:: WHAT YOU HAVE TO DO ::
Among the lines below, restate word for word only those from the line with "PLACE = a dot on each instance of the green tree" through the line with "PLACE = a dot on each instance of the white building", with both end lines kept.
----- ENTRIES SUPPLIED -----
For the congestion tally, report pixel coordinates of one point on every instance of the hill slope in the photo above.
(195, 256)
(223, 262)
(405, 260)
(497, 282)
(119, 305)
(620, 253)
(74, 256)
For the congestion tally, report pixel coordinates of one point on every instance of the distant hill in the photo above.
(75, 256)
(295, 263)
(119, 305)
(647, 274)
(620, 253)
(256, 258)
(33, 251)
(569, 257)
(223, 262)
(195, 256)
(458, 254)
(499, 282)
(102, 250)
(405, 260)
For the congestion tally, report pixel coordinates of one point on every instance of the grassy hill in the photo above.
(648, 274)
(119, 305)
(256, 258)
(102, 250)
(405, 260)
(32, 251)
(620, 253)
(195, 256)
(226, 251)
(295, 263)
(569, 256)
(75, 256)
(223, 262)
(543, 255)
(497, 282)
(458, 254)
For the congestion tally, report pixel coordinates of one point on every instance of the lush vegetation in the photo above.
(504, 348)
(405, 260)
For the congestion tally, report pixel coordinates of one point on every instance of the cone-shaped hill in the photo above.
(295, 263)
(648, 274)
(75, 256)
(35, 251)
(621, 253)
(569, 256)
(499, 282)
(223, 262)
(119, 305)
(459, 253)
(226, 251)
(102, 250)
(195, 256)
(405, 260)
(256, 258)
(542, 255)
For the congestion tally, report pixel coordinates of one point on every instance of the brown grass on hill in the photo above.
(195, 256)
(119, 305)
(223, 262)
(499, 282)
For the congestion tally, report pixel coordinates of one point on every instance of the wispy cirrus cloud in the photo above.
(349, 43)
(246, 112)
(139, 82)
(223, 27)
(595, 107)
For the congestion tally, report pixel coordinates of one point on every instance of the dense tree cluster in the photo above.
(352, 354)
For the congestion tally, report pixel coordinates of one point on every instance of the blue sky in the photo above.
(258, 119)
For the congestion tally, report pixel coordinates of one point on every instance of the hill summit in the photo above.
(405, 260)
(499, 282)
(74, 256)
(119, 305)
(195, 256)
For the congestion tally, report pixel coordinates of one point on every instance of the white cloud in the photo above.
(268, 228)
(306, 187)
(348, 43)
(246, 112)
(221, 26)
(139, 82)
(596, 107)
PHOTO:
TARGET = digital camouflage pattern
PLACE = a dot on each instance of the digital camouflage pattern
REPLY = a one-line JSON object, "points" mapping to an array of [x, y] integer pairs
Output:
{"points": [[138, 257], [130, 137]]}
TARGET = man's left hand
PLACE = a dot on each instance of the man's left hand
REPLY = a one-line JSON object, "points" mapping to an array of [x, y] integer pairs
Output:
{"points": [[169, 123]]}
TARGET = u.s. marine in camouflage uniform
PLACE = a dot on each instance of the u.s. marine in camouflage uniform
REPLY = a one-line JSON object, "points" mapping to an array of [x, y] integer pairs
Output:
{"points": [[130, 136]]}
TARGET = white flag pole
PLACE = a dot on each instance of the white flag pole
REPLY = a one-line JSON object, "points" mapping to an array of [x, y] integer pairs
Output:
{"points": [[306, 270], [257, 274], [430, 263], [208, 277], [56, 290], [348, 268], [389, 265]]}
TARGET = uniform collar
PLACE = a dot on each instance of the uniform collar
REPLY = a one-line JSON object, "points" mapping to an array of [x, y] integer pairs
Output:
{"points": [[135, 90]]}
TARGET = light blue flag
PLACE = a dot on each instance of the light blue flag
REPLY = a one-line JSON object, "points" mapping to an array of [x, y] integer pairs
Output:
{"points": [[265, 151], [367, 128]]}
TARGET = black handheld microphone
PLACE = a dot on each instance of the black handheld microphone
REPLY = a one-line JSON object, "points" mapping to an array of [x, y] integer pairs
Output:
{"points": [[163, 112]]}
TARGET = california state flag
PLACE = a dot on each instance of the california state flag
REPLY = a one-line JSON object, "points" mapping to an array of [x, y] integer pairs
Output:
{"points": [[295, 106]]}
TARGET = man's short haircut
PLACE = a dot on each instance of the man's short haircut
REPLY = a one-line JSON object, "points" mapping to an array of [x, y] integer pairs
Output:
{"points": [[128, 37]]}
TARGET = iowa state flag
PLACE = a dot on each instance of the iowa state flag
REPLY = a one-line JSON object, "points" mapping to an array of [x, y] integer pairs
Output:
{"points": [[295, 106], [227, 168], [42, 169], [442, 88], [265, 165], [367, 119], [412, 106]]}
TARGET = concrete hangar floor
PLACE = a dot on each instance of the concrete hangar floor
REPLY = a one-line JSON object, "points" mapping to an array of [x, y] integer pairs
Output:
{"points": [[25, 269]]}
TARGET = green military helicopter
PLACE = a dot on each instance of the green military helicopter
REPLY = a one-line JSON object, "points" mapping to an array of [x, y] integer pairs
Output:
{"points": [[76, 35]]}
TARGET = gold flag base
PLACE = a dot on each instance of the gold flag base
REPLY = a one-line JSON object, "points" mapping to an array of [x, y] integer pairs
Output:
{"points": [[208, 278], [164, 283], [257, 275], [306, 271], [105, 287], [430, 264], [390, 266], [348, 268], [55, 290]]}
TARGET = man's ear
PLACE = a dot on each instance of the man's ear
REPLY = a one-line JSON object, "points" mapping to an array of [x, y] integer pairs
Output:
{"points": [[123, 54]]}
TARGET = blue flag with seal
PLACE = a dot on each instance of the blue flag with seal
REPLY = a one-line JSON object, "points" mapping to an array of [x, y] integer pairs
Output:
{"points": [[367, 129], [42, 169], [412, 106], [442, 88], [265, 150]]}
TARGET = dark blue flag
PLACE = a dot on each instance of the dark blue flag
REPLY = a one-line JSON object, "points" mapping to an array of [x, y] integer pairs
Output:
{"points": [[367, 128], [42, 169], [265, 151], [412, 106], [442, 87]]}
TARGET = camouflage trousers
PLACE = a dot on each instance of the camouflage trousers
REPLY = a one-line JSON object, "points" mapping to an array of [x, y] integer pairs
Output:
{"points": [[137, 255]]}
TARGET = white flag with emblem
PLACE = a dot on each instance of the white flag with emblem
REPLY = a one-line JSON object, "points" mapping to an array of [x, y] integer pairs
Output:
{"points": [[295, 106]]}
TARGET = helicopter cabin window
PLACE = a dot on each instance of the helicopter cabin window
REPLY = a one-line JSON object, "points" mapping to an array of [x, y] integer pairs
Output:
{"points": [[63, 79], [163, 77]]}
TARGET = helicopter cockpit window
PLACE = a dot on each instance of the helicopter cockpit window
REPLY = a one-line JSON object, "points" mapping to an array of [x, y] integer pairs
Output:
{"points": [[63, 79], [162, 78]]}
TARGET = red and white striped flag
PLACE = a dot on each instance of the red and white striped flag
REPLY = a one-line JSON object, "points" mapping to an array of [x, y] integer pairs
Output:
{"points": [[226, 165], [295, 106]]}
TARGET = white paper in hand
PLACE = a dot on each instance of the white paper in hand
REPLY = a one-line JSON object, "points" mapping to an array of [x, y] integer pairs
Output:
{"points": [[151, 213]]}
-----
----- ENTRIES SUPPLIED -----
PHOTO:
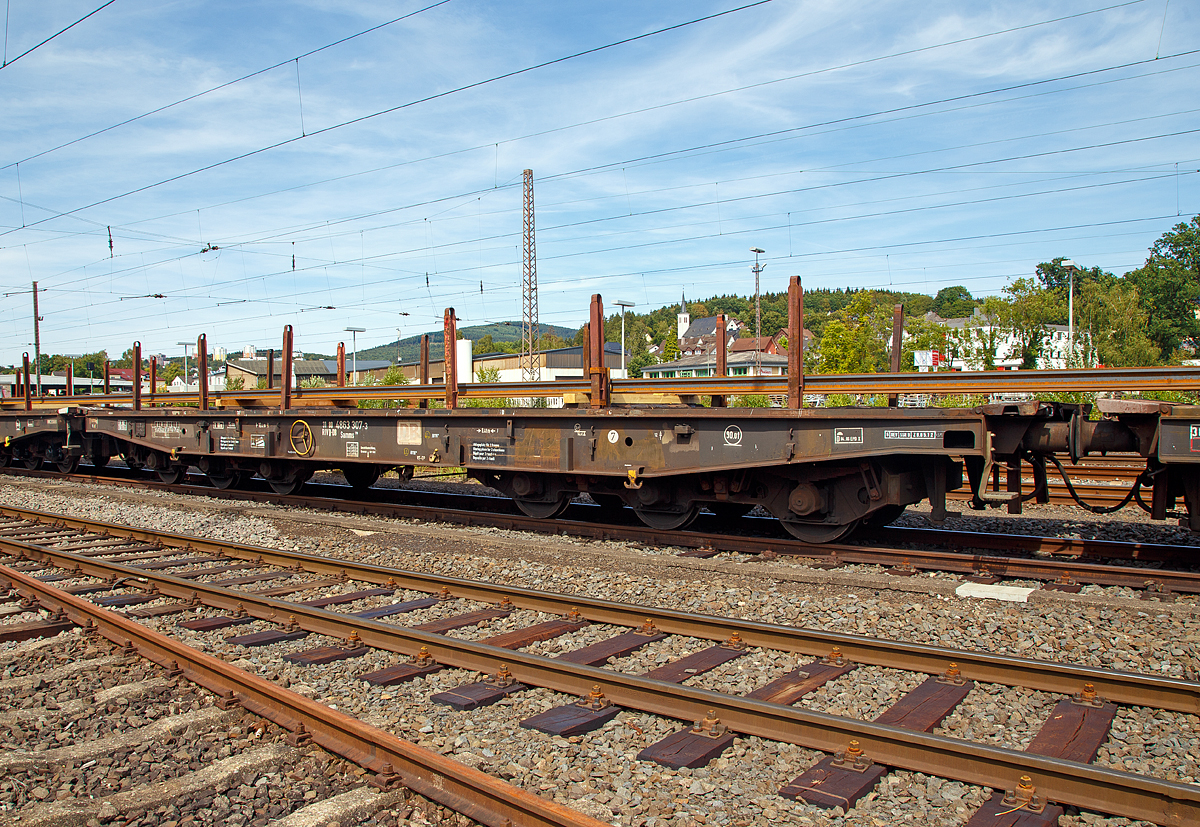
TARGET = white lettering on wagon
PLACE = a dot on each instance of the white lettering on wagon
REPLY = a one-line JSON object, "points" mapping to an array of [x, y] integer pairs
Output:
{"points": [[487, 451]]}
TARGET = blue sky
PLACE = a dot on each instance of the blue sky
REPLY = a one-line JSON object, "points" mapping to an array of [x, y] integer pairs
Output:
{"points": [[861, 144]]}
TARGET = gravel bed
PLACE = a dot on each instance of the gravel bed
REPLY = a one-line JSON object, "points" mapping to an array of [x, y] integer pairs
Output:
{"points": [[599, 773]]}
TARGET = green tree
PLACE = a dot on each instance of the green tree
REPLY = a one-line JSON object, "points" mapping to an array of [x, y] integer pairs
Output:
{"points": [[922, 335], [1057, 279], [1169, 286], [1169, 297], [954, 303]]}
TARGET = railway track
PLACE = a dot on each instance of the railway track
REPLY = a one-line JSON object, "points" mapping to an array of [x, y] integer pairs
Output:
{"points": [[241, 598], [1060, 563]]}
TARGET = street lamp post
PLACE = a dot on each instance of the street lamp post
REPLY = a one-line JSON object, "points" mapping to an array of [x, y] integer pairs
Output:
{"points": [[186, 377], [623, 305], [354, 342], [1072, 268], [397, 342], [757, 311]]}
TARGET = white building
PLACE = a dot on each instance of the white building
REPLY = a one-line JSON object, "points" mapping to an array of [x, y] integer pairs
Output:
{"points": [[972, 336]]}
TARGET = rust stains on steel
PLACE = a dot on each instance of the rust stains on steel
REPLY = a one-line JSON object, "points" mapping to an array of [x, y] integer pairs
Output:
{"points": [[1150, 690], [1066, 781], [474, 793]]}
-----
:: OUTPUT BELOW ::
PLACE = a dot on each instance of the green tree
REPLY = a one-line JSON object, "points" mapping to an array of [x, y] integer pairs
Output:
{"points": [[922, 335], [1057, 279], [1169, 286], [1169, 297], [954, 303]]}
TARGET = railway track
PLACE = a dot on each instance of the railway track
REPLY = a one-line JSON object, "points" mapping to an array of [x, y] integer pairs
Output:
{"points": [[241, 598], [1060, 563]]}
TARGET = street lamp post
PLACE = a dot on each instance of the street lamp post
REPLY = a one-line JSON object, "points" mapping to an array of [x, y] integer pairs
Output:
{"points": [[186, 377], [623, 305], [354, 342], [1072, 268], [397, 342], [757, 311]]}
TARGET = white building
PLACE = a dot on each instance of the white building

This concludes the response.